**DATA IN THIS EXERCISE**.
____________________
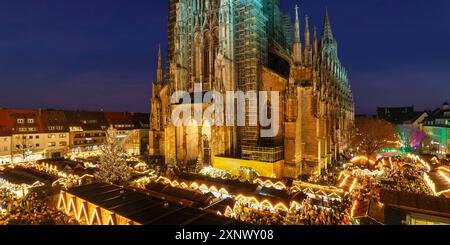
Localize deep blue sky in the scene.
[0,0,450,114]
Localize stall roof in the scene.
[381,190,450,217]
[146,183,213,206]
[0,167,56,185]
[67,183,244,225]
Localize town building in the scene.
[104,112,149,156]
[377,106,428,127]
[0,109,149,164]
[422,103,450,155]
[149,0,354,178]
[64,111,109,153]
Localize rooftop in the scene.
[67,183,244,225]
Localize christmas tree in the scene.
[95,127,131,185]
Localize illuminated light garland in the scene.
[254,178,287,190]
[438,171,450,184]
[339,175,350,188]
[350,201,358,218]
[350,156,375,164]
[437,167,450,173]
[349,178,358,192]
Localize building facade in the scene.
[0,109,149,164]
[422,103,450,155]
[149,0,354,178]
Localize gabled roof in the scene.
[67,183,240,225]
[0,109,44,136]
[64,111,108,130]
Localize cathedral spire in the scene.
[322,8,334,40]
[321,8,337,58]
[156,45,163,84]
[304,15,312,66]
[305,15,311,47]
[294,5,302,65]
[313,26,319,53]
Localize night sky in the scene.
[0,0,450,114]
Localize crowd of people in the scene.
[228,192,354,225]
[293,202,352,225]
[231,204,286,225]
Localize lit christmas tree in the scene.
[95,127,131,185]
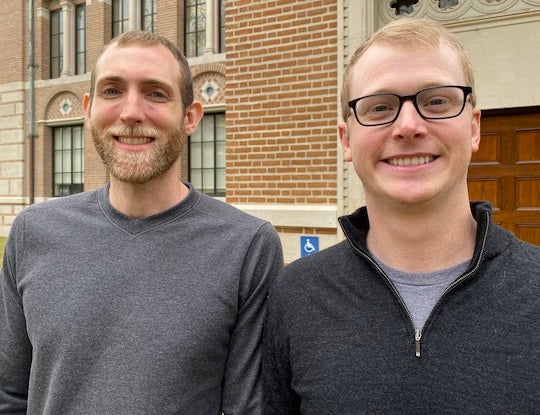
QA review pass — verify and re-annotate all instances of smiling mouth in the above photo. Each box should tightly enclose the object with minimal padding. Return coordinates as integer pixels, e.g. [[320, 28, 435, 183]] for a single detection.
[[385, 156, 437, 166], [115, 136, 152, 145]]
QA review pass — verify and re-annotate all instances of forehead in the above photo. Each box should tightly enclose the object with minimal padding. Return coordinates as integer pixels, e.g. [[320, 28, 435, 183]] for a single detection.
[[351, 43, 465, 96], [94, 44, 181, 87]]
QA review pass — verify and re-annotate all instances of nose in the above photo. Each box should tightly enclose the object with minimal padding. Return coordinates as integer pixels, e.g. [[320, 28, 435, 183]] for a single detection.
[[393, 100, 426, 138], [120, 91, 144, 124]]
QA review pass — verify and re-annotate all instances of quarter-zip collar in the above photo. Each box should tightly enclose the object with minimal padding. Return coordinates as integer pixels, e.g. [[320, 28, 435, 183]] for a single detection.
[[338, 202, 508, 357]]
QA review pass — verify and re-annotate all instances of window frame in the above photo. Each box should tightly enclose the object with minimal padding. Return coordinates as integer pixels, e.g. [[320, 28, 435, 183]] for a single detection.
[[51, 124, 85, 197], [49, 8, 64, 79], [188, 110, 227, 197], [75, 3, 86, 75]]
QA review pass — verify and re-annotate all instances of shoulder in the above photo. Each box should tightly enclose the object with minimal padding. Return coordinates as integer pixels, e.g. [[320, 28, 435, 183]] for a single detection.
[[272, 241, 356, 298], [16, 190, 99, 221], [192, 189, 271, 230]]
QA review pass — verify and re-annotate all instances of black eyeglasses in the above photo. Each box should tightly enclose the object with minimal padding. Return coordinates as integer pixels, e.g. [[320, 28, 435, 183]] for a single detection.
[[349, 85, 472, 127]]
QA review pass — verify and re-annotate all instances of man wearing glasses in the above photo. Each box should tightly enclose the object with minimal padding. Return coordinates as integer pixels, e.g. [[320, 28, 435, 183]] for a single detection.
[[263, 19, 540, 414]]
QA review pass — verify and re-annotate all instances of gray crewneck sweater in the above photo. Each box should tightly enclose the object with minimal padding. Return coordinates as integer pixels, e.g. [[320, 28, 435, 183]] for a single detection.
[[0, 187, 283, 415]]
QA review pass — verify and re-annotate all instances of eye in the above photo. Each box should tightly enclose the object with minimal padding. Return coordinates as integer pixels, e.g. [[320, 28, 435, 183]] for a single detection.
[[370, 104, 391, 112], [101, 86, 120, 97], [424, 97, 448, 106], [146, 89, 169, 102]]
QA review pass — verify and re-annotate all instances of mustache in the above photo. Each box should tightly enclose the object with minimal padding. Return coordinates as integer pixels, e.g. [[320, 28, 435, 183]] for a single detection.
[[92, 123, 161, 138]]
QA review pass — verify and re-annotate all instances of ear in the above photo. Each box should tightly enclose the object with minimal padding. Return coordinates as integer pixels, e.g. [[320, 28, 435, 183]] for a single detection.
[[184, 101, 204, 135], [83, 94, 92, 127], [471, 108, 481, 153], [338, 121, 352, 161]]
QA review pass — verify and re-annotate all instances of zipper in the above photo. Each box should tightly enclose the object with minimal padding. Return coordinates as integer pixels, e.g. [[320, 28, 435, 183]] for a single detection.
[[344, 212, 491, 358], [414, 329, 422, 357]]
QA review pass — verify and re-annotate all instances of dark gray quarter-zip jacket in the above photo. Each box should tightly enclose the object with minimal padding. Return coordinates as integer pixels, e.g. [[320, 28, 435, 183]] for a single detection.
[[263, 202, 540, 415]]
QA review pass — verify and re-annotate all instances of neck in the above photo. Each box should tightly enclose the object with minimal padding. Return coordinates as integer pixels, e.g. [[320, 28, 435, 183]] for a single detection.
[[367, 200, 476, 272], [109, 167, 189, 218]]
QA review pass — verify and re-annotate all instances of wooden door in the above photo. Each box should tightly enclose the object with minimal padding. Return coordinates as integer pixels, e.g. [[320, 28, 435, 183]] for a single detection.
[[468, 108, 540, 245]]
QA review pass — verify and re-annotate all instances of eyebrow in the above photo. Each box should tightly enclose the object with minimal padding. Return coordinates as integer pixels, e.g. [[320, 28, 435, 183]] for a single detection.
[[96, 75, 172, 89]]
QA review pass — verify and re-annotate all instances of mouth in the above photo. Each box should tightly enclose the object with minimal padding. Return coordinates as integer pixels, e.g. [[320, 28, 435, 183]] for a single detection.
[[114, 136, 152, 145], [385, 156, 437, 166]]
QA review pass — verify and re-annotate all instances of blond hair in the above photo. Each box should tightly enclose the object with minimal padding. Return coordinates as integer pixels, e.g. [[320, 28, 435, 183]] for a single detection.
[[341, 17, 476, 120]]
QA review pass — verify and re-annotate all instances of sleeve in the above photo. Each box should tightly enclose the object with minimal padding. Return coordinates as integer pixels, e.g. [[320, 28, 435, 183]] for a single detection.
[[0, 218, 32, 414], [262, 275, 300, 415], [222, 223, 284, 415]]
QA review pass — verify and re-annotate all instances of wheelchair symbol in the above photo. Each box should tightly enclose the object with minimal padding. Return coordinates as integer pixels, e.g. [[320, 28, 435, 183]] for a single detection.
[[304, 238, 317, 254], [300, 235, 319, 256]]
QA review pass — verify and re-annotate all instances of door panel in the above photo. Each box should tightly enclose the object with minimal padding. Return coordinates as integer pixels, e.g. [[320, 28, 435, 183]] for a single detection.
[[468, 109, 540, 245]]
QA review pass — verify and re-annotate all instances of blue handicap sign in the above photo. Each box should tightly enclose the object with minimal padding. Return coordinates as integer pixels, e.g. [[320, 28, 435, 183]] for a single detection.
[[300, 236, 319, 256]]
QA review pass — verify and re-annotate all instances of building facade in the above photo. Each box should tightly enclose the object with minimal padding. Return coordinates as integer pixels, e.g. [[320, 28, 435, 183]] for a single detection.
[[0, 0, 540, 262]]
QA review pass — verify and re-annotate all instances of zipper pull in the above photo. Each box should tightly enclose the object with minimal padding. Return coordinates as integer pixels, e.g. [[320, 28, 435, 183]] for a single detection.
[[414, 330, 422, 357]]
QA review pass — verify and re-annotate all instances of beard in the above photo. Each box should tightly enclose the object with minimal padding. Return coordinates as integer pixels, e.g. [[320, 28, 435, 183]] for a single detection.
[[90, 122, 185, 184]]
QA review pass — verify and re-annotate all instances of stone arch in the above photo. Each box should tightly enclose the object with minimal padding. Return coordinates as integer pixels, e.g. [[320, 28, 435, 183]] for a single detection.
[[43, 91, 84, 120]]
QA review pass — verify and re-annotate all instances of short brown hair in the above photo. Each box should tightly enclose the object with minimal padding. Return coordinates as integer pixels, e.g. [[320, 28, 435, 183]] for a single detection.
[[341, 17, 476, 120], [90, 30, 194, 110]]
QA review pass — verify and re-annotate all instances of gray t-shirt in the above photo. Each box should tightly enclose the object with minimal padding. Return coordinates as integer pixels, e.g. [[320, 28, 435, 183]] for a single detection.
[[379, 261, 469, 329]]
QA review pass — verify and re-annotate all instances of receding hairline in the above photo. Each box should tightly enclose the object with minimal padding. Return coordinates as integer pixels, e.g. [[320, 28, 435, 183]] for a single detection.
[[341, 17, 476, 120], [89, 31, 194, 109]]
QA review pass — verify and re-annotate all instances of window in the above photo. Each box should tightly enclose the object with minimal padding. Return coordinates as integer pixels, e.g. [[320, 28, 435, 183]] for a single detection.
[[390, 0, 459, 16], [52, 125, 84, 196], [184, 0, 206, 58], [189, 113, 225, 196], [49, 9, 64, 78], [112, 0, 129, 37], [141, 0, 156, 32], [75, 4, 86, 75]]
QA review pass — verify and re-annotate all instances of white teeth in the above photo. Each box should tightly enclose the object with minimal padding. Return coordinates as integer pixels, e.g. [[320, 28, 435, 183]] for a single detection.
[[388, 156, 435, 166], [118, 136, 151, 145]]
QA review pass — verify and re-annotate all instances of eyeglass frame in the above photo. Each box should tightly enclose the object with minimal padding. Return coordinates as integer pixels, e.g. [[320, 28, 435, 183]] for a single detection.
[[348, 85, 472, 127]]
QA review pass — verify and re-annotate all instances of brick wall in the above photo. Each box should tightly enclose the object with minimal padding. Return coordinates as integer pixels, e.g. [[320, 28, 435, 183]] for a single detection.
[[226, 0, 338, 204]]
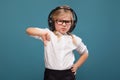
____________________
**AIM**.
Copy the rows verbatim, starting at the very first row and ending at the line that contains "[64,111,108,130]", with both of those lines included. Leave the pictures out of your copy.

**SOLUTION FOR THIS EXERCISE**.
Localize deep blue sky in the scene.
[0,0,450,114]
Localize stall roof in the scene.
[381,190,450,217]
[146,183,213,206]
[0,167,56,185]
[67,183,244,225]
Localize town building in the scene.
[104,112,149,156]
[377,106,428,127]
[0,109,149,164]
[422,103,450,155]
[149,0,354,178]
[64,111,109,153]
Localize rooftop in the scene.
[67,183,244,225]
Localize christmas tree in the scene.
[95,127,131,185]
Localize illuminated light garland in the scene.
[254,178,287,190]
[438,171,450,184]
[339,175,350,188]
[350,201,358,218]
[350,156,375,164]
[437,167,450,173]
[349,178,358,192]
Localize building facade in the scene.
[0,109,149,164]
[422,103,450,155]
[149,0,354,178]
Localize gabled roof in the scene.
[67,183,240,225]
[0,109,44,136]
[64,111,108,130]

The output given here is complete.